◆ **WORK INSTRUCTIONS**:
1 > Do the following statements agree with the Frank Cartledge profile? Answer yes or no for each and quote the words that decide it. (a) Cartledge was born in Burslem. (b) He played as a goalkeeper. (c) He scored more than one goal for Port Vale.
2 > Answer these questions from the Frank Cartledge profile:
(a) Which youth side did he play for?
(b) How tall was he?
(c) What was his full name?
3 > Reproduce the passage in the Frank Cartledge profile that begins at the words "Youth career" and stops after "in the 1920s.".

◆ **DOCUMENT EXTRACT**:
Frank Cartledge

Personal information
- Full name: Francis Arthur Cartledge
- Date of birth: 1899
- Place of birth: Burslem, England
- Height: 5 ft 9 in (1.75 m)
- Position: Centre-forward

Youth career
- Ravensdale Mission

Senior career*
- Years: Team / Apps / (Gls)
- 1920–1922: Port Vale / 18 / (1)
- Congleton Town

= Frank Cartledge =

English footballer

Francis Arthur Cartledge (born 1899; date of death unknown) was an English footballer who played at centre-forward for Port Vale and Congleton Town in the 1920s.

◆ **PROVIDED MATERIAL**:
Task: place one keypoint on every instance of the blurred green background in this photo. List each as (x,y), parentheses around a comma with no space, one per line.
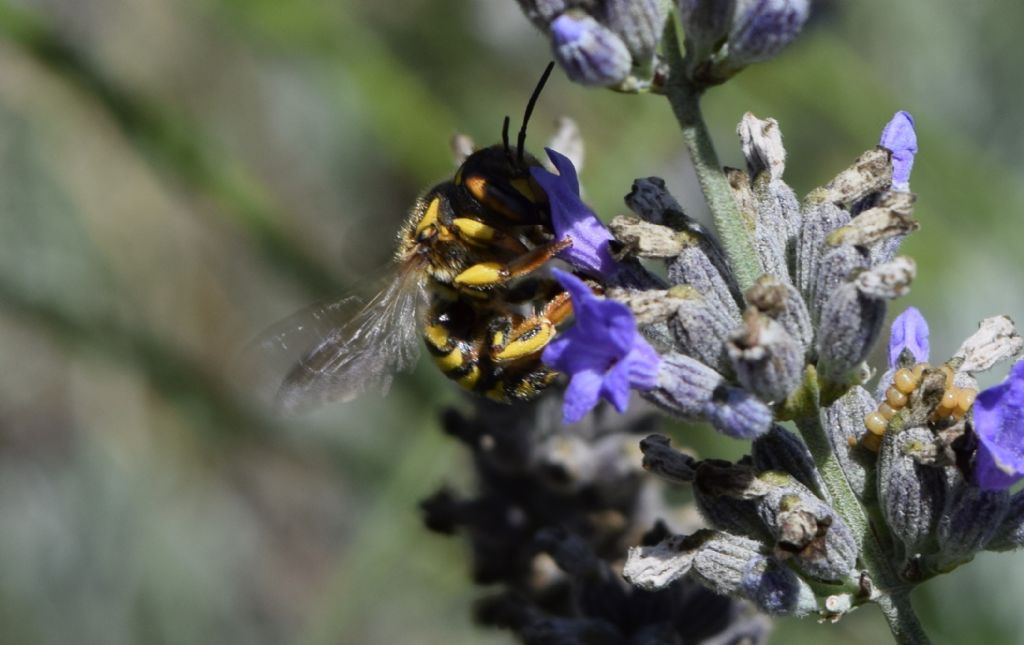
(176,174)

◆ **RESULTS IN ORDER**:
1 >
(a) Yes: "Place of birth: Burslem, England"
(b) No: "Position: Centre-forward"
(c) No: "Port Vale / 18 / (1)"

2 >
(a) Ravensdale Mission
(b) 5 ft 9 in (1.75 m)
(c) Francis Arthur Cartledge

3 >
Youth career
- Ravensdale Mission

Senior career*
- Years: Team / Apps / (Gls)
- 1920–1922: Port Vale / 18 / (1)
- Congleton Town

= Frank Cartledge =

English footballer

Francis Arthur Cartledge (born 1899; date of death unknown) was an English footballer who played at centre-forward for Port Vale and Congleton Town in the 1920s.